Set down the material below without any alteration, from its first line through the line containing "[1075, 751]", with both ends included.

Data shown:
>> START
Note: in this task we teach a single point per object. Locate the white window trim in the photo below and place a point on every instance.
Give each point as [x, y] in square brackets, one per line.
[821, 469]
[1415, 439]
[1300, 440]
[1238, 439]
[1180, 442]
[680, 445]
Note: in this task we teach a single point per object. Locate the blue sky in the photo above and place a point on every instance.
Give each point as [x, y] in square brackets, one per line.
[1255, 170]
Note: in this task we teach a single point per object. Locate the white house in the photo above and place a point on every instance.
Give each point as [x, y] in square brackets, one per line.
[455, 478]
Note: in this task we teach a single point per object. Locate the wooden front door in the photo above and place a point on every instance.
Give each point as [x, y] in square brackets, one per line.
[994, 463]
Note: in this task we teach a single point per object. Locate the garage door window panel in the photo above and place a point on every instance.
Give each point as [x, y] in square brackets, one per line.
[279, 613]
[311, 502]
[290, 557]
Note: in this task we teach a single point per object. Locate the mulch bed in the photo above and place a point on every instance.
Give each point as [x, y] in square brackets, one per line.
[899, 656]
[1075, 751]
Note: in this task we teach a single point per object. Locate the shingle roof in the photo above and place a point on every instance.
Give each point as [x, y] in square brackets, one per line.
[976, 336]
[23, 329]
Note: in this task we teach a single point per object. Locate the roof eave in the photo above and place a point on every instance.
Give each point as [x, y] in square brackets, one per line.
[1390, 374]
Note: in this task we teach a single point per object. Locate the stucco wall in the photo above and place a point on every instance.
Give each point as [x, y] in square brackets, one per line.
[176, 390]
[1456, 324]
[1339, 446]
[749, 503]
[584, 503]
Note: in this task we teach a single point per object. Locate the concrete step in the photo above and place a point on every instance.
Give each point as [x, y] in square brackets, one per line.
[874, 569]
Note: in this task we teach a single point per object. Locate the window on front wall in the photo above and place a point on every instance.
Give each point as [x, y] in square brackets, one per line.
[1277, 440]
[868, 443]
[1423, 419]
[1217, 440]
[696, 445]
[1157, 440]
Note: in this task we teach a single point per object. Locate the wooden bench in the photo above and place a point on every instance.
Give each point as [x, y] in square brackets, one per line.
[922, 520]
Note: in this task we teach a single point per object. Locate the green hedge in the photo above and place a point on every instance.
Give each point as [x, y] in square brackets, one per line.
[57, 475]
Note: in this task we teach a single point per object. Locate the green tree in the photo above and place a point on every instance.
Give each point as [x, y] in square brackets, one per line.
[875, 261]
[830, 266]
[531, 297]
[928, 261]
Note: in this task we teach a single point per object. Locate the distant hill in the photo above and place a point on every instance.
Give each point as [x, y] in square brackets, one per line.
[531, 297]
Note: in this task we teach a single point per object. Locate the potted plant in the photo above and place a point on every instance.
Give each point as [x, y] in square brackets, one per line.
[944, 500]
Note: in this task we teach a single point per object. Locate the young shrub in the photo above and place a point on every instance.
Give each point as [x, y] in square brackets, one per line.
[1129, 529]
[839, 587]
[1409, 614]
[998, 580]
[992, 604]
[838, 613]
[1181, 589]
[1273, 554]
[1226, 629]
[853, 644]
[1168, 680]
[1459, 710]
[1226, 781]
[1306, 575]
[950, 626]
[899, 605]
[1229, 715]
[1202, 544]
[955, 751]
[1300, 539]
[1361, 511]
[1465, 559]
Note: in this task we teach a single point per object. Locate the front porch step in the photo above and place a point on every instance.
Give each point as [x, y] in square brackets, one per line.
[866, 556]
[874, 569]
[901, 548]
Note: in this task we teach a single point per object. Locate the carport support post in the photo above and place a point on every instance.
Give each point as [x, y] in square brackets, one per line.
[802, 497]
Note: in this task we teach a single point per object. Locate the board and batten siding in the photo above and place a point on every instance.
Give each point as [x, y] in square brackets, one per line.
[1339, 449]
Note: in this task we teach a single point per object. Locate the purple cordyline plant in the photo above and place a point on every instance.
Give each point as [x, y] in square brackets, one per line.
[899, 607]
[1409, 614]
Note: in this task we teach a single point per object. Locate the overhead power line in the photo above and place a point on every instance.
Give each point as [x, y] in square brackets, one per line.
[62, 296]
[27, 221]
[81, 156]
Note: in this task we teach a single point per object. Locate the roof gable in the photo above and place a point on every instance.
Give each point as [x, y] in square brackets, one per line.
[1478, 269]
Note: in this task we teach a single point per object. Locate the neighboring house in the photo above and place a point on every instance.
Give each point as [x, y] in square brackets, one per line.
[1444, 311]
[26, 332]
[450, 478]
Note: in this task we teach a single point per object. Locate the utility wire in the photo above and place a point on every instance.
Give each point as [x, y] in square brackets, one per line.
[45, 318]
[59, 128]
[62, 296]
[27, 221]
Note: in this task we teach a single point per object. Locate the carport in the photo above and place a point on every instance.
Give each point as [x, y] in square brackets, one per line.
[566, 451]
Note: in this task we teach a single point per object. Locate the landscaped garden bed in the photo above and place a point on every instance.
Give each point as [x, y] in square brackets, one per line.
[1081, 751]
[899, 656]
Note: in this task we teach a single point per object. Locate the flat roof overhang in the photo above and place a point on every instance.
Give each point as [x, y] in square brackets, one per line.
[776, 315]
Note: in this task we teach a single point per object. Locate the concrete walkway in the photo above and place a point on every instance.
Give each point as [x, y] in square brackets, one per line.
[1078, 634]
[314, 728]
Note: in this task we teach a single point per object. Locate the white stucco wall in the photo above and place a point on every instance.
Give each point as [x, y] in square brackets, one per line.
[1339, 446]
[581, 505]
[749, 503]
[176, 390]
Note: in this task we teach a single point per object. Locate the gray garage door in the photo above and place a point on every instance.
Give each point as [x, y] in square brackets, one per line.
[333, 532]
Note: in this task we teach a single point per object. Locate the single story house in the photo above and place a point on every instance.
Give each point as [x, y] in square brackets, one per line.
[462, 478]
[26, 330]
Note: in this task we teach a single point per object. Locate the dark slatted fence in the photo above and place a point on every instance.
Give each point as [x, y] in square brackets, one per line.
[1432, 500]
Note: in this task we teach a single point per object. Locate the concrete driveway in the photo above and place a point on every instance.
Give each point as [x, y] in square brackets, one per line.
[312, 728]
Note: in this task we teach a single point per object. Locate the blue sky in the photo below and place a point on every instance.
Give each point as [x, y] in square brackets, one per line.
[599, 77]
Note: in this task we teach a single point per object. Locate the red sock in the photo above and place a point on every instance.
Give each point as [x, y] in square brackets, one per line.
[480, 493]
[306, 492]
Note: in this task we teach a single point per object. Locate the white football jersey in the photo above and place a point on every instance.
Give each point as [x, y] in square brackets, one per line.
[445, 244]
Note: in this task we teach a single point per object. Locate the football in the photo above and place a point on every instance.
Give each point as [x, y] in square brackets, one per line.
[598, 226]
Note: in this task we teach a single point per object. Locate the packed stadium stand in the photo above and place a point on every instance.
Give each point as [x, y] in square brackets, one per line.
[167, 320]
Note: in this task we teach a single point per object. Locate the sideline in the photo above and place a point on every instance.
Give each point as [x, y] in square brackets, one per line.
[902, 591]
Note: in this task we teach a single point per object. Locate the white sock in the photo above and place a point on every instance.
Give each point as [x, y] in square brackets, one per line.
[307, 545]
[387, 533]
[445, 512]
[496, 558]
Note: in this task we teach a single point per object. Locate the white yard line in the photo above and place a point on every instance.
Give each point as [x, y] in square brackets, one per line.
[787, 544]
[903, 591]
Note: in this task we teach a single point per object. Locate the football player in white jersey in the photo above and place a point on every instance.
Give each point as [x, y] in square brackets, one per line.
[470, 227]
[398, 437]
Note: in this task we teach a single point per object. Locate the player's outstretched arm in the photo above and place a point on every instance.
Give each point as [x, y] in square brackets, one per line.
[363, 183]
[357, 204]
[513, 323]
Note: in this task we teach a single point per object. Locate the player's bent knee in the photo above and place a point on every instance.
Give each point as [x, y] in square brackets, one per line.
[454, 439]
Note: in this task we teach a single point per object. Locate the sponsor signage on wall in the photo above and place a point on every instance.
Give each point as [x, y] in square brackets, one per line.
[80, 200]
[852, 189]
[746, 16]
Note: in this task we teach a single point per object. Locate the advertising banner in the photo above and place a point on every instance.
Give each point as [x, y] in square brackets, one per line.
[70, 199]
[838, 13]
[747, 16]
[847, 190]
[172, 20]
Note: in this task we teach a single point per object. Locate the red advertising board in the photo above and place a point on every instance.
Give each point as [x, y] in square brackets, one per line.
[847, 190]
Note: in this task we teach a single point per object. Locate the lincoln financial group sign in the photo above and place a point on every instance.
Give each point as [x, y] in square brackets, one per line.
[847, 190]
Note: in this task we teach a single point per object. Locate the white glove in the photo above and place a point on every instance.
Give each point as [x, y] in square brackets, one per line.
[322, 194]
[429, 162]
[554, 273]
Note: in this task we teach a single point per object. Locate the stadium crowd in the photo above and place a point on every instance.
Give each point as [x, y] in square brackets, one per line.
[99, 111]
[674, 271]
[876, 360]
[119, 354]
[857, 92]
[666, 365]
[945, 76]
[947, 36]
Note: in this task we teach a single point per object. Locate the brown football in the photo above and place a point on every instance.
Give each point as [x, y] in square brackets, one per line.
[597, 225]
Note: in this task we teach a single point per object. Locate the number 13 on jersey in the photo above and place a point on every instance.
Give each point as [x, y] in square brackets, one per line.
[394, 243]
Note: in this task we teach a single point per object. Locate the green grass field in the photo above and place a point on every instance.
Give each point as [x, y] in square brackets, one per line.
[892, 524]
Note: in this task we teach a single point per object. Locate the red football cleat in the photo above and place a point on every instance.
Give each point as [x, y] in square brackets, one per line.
>> END
Output of the exercise:
Note: in this task we teach a single point per object. Locate the white window trim in the photo below and place a point on every instance.
Give each point as [x, y] in square brackets, one per line.
[821, 469]
[1415, 439]
[1300, 440]
[1238, 439]
[1180, 442]
[680, 445]
Note: in this task we teach a single point per object. Locate the blue sky in the photo above and place a point on every instance.
Give each point as [x, y] in square brackets, one per line.
[1255, 170]
Note: in this task we teach a single point per object. Locate the white house in the photo above and place a point on every instance.
Give each point as [x, y] in square brackets, one per line.
[455, 478]
Note: in this task we teach a single point per object. Locate the wooden front door in the photo above and place a point on every instance.
Give each point as [x, y] in square brackets, one per line.
[994, 463]
Note: in this task we teach a single point per object. Locate the garage door window panel in the photo above and place a point on every instance.
Give each point as [x, y] in square brackets, one per line.
[279, 613]
[311, 502]
[290, 557]
Note: in this task we teach a single point per object. Locate the mulch bed in the photo above and place a point on every instance.
Give each point as [x, y] in square brackets, one per line.
[899, 656]
[1075, 751]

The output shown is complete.